What is needed
Copy the lines below that contain "jeans".

Stored data:

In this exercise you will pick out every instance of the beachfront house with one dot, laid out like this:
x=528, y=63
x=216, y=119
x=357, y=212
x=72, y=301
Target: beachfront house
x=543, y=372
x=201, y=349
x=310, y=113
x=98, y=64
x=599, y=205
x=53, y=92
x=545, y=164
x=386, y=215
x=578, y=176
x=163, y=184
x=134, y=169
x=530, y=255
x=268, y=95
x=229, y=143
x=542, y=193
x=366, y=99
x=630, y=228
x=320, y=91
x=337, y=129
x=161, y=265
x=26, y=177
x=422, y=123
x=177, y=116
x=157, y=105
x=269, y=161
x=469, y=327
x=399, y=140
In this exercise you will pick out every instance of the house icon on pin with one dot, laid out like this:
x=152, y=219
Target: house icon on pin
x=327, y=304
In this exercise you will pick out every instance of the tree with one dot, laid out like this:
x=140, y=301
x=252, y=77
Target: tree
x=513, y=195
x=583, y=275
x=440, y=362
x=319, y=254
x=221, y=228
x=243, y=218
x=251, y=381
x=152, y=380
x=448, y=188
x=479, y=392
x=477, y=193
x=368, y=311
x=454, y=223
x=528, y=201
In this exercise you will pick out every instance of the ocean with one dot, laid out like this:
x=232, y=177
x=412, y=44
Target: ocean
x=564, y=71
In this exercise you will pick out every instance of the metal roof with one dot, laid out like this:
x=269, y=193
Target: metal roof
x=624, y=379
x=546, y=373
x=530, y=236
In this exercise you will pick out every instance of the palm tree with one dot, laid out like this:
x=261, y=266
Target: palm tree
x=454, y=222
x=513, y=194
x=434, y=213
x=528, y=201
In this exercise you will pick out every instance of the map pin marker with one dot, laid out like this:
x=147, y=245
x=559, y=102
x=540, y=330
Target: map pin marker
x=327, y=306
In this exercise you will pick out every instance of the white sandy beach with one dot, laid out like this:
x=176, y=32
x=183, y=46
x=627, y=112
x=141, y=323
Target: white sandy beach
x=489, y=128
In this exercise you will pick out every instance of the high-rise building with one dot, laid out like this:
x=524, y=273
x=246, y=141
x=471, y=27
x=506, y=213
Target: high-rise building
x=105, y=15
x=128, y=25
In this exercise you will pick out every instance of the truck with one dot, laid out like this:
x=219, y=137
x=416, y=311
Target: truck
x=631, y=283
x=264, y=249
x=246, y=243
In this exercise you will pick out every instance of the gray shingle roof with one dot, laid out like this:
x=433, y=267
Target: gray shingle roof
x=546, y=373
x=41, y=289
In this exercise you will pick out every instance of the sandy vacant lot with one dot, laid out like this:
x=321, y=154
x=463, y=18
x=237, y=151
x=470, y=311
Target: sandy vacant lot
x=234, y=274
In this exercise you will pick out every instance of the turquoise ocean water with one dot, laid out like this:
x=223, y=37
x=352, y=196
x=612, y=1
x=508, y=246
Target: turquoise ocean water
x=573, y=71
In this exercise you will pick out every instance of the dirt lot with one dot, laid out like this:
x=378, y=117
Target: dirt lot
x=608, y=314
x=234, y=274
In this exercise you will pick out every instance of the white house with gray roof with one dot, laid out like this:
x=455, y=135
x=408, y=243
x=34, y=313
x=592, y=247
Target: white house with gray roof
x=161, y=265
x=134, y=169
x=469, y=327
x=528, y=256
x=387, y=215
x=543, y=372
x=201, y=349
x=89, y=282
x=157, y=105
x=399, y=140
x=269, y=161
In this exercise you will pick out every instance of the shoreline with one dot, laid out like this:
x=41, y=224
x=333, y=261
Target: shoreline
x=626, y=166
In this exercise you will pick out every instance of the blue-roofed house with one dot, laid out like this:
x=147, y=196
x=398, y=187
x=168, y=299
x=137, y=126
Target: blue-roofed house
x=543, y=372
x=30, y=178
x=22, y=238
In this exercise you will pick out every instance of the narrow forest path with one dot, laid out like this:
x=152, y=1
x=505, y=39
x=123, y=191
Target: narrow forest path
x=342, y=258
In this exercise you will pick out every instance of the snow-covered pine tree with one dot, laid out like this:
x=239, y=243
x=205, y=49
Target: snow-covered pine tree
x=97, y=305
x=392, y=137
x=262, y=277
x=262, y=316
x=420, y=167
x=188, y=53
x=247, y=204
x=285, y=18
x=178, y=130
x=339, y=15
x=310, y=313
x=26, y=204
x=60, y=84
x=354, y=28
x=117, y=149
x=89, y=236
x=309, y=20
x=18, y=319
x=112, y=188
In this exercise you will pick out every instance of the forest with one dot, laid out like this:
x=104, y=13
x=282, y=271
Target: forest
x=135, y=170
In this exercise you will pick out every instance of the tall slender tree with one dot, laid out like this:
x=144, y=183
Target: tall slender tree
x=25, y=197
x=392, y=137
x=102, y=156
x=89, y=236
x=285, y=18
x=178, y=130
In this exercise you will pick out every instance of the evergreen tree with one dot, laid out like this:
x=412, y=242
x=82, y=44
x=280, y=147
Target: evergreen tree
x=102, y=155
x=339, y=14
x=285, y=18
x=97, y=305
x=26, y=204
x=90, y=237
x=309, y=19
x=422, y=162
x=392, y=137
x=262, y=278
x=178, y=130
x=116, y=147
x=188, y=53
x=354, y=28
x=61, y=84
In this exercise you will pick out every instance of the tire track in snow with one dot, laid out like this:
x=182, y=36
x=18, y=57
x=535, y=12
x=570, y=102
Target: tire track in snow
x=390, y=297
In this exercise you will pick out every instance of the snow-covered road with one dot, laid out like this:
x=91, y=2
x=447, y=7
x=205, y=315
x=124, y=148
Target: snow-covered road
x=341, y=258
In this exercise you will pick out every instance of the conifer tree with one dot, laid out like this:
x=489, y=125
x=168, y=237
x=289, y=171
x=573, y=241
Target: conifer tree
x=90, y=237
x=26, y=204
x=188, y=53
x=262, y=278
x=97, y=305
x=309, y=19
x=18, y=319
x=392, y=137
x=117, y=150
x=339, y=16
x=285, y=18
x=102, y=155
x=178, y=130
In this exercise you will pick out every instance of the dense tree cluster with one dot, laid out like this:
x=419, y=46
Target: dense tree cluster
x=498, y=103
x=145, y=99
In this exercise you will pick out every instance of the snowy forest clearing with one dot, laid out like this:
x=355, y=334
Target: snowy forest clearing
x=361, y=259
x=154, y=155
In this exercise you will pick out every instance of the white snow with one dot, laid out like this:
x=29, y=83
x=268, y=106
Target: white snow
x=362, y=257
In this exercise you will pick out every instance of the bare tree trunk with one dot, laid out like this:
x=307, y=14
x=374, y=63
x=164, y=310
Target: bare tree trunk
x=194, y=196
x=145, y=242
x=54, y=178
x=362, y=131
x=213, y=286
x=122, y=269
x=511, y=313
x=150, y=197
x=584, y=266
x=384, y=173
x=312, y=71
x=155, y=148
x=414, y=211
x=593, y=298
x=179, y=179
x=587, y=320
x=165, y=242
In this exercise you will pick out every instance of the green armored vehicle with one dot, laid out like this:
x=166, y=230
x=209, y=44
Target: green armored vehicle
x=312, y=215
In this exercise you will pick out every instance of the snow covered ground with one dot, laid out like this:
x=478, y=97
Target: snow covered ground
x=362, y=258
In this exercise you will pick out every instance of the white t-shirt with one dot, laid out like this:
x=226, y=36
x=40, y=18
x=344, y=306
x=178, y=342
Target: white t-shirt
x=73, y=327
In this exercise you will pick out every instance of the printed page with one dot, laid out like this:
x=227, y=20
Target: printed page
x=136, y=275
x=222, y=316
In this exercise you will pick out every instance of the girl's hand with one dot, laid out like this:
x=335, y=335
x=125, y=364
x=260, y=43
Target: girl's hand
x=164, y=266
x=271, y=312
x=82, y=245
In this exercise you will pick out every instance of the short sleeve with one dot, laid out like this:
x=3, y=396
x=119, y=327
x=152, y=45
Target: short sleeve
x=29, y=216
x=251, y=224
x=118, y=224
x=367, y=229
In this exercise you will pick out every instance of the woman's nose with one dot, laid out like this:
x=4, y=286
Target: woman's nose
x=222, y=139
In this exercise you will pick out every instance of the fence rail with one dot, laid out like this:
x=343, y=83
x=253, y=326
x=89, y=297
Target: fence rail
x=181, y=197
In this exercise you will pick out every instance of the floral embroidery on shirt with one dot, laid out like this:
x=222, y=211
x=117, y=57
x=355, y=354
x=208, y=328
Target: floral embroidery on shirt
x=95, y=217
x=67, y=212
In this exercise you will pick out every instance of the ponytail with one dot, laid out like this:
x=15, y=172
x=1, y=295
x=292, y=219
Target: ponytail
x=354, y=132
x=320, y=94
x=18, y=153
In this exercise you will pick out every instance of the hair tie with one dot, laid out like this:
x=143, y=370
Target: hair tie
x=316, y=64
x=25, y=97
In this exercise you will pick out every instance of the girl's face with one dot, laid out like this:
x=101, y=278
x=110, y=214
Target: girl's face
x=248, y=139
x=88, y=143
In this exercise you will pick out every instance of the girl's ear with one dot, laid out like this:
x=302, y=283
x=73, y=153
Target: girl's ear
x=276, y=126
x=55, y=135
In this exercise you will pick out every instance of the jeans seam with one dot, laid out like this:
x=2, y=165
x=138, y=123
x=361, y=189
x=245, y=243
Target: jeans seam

Answer box
In this exercise you will pick out every instance of the jeans seam with one dot, laid out like this:
Target: jeans seam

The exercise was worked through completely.